Some of you are still asking me what I think of Steve Landsburg’s argument that we should pull the plug on people who did not buy (would not have bought?) fairly priced ventilator insurance.
If you like invective, here is what Kevin Drum thinks. Daniel Davies distinguishes between willingness to pay and willingness to be paid; fair enough. You might also wonder how much long-term insurance is available in the first place.
But my objection is more fundamental. I do not accept that ex ante choices provide definitive information about ex post values. Taking another context, assume you think the chance of cancer is only five percent when in fact for you it is (for genetic reasons) fifty percent. You fail to buy insurance, but does that mean you don’t value your life much? In this case I am willing to downgrade the economic values we might infer from market behavior; it was based on faulty information.
Now take the underinsured, now-dead woman (Tirhas Habtegiris). She thought, either implicitly or explicitly, that her chance of needing "plug-pulling insurance" was small. Maybe this seemed reasonable at the time. But in reality she needed that insurance with p = 1. She was wrong.

(Stored records)

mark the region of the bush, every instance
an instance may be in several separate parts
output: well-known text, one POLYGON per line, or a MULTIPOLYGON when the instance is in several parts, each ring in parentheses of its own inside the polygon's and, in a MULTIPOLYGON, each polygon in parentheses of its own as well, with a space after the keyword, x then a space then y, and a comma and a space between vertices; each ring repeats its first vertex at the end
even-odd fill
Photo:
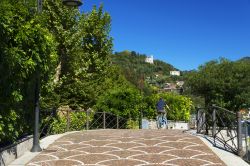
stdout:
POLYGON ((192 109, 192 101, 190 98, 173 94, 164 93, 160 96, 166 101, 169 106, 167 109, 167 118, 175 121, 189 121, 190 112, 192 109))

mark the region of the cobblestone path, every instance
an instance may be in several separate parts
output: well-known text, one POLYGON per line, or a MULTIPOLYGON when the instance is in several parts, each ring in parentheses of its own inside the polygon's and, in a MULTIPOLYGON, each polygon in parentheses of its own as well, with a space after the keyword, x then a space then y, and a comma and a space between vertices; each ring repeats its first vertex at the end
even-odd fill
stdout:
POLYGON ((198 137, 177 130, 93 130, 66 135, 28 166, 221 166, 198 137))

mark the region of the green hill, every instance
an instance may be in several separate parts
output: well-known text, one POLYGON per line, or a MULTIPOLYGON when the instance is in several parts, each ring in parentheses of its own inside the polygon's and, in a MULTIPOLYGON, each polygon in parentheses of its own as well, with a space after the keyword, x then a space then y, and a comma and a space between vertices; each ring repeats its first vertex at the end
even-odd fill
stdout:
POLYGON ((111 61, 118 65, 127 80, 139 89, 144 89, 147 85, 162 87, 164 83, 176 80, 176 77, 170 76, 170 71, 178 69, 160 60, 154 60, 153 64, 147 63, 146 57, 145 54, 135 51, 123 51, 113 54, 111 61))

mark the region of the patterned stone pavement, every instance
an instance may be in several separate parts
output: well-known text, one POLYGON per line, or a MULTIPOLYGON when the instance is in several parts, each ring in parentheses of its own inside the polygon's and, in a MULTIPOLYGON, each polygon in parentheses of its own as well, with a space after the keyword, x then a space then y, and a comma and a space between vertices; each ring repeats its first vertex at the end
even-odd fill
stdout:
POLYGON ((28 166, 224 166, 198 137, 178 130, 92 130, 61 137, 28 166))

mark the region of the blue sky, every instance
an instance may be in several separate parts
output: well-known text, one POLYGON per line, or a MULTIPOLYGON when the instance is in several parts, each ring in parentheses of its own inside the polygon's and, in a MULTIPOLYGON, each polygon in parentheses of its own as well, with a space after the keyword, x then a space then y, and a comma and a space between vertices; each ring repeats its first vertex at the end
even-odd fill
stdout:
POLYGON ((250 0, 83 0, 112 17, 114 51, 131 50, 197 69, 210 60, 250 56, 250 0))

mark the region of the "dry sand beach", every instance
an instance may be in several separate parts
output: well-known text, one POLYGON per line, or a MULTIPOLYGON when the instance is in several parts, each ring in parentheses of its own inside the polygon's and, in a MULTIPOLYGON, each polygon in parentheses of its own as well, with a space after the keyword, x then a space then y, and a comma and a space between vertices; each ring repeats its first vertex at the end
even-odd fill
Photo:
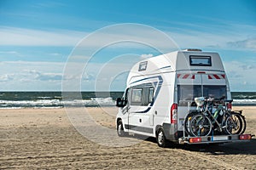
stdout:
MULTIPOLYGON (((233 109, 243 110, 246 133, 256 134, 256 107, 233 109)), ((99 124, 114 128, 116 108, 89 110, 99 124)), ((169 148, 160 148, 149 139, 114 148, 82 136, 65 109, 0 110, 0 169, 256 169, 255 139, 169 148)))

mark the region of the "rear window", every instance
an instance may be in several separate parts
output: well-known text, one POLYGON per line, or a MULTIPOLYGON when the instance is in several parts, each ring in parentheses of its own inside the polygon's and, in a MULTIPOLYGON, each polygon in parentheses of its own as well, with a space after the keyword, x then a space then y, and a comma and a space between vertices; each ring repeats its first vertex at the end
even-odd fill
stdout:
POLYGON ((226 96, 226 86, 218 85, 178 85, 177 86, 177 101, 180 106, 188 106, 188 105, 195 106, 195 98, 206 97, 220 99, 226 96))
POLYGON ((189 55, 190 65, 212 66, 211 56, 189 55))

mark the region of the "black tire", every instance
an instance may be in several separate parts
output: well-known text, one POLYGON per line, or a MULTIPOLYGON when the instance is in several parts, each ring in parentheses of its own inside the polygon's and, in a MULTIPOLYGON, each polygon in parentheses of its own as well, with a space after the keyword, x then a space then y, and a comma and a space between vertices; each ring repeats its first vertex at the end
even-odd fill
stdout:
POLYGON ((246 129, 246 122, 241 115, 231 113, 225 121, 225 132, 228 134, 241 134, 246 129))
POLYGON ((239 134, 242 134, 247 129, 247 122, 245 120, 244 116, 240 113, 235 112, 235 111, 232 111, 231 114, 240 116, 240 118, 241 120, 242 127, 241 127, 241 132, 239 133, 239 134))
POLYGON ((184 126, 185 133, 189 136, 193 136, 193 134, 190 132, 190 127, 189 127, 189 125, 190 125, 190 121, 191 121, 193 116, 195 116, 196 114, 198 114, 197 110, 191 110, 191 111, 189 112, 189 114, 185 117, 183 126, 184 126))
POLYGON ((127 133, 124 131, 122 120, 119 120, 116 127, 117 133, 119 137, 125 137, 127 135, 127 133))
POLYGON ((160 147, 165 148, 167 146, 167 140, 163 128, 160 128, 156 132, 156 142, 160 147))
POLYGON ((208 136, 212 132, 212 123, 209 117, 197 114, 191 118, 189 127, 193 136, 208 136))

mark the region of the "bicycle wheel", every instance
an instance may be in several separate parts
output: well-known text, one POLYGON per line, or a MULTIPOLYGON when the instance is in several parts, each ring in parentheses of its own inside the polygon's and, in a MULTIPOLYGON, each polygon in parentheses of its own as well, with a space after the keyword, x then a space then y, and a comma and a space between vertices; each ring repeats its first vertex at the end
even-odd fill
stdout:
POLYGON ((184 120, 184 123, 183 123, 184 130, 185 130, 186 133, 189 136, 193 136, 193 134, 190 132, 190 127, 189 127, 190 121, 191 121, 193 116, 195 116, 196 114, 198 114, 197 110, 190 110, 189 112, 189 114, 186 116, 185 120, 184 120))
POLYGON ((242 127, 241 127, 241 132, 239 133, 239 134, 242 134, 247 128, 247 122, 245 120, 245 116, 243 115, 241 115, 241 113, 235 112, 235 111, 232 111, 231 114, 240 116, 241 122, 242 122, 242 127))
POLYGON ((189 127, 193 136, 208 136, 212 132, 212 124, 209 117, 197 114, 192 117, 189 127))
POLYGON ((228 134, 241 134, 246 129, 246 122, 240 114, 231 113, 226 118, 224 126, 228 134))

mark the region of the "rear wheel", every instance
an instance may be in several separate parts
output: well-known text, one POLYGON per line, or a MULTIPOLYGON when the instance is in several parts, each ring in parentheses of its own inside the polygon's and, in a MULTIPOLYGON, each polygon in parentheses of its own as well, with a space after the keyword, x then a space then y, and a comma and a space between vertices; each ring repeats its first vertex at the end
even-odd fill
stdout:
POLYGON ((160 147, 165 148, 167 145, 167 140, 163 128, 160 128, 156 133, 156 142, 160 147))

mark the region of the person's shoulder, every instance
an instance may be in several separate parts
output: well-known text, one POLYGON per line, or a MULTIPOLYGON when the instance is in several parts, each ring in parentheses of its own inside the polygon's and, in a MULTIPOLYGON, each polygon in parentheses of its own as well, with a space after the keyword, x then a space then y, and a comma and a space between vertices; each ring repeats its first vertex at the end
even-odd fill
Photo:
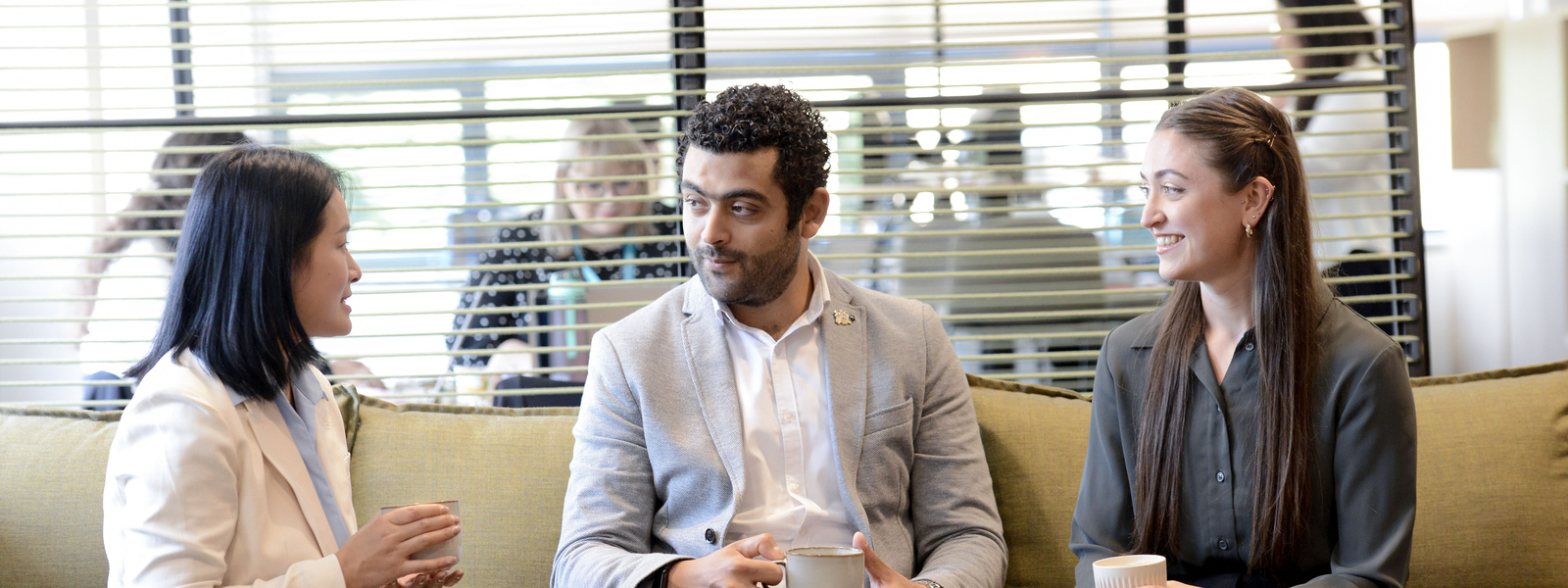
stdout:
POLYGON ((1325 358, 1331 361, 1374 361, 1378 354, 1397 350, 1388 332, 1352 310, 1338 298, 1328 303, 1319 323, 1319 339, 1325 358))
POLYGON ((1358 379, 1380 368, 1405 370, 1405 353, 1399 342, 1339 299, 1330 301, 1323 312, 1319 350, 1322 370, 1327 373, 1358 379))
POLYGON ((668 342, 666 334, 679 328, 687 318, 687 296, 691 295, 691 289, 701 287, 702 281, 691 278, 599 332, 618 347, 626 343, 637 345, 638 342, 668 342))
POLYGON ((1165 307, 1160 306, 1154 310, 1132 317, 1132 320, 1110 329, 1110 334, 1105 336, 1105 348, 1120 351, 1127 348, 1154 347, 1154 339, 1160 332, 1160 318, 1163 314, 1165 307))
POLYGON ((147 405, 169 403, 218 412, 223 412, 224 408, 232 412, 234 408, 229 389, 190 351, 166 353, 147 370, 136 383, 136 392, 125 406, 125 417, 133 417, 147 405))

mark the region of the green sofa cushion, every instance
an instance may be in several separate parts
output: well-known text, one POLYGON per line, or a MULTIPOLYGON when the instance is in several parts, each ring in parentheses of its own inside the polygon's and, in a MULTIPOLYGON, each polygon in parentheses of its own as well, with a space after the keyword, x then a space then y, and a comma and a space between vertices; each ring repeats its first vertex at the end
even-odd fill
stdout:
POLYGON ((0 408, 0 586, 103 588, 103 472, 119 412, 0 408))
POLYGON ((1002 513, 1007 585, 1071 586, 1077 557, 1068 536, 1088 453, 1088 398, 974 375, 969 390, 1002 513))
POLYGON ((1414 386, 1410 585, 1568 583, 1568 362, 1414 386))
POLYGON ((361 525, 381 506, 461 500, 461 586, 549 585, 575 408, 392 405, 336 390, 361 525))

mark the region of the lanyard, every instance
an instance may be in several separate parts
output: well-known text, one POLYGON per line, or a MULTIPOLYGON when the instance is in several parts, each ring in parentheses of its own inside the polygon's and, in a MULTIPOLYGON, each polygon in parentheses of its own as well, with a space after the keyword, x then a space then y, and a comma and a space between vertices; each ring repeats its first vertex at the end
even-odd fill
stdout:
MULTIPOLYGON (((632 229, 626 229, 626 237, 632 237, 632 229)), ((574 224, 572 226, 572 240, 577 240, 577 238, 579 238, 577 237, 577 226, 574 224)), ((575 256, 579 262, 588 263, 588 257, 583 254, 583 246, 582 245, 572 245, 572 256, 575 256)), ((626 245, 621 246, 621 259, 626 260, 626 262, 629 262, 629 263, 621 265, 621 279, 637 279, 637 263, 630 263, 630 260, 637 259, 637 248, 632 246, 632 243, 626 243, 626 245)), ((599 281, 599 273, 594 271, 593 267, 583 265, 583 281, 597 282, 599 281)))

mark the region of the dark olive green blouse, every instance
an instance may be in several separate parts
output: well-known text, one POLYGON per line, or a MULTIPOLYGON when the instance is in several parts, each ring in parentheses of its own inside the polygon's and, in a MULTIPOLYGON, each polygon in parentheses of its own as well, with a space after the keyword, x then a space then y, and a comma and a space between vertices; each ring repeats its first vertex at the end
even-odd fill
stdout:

• _Work task 1_:
Answer these questions from the post on ventilator insurance:
(a) Who distinguishes between willingness to pay and willingness to be paid?
(b) In the cancer example, what chance of cancer does the person believe they have, and what is the actual chance?
(c) What was the name of the underinsured woman?
• _Work task 2_: Resume the post on ventilator insurance after its last sentence.
The records have nothing to do with the text.

• _Task result 1_:
(a) Daniel Davies
(b) The person believes the chance is five percent, but it is actually fifty percent.
(c) Tirhas Habtegiris

• _Task result 2_:
Does the cancer case differ from the ventilator case? Perhaps they are not identical in their moral implications (the probability mistakes may differ in their ex ante reasonableness), but in both cases, if we are going to use economic methods, I prefer to use the valuations based on better rather than worse information. And based on correct information, the now-dead woman had a high value for that plug not being pulled. Look at the ex post valuation, not the ex ante valuation. After all, we know she is (was) on the ventilator, why go back to an imaginary state of affairs where this information is missing?
For selfish people, the value of life will be, in terms of willingness to pay, their entire wealth. In terms of willingness to be paid, the value of life will be infinite or undefined. When the "perfect information market valuations" turn out so screwy and disparate, that is a sign the whole method has broken down. Note also the neat trick that altruistic people, who care about bequests, will appear to have lower values of life; that is fishy too.
I don’t buy Rawls or Harsanyi, both of whom begged the question on the moral force of ex ante agreement. I also don’t think we should value human lives by looking at the value of risk reduction, although this may provide broadly relevant information. You’ve just got to decide how much a particular life is worth. If you are thinking "yikes," you are right, but, forgive the pun, that is life.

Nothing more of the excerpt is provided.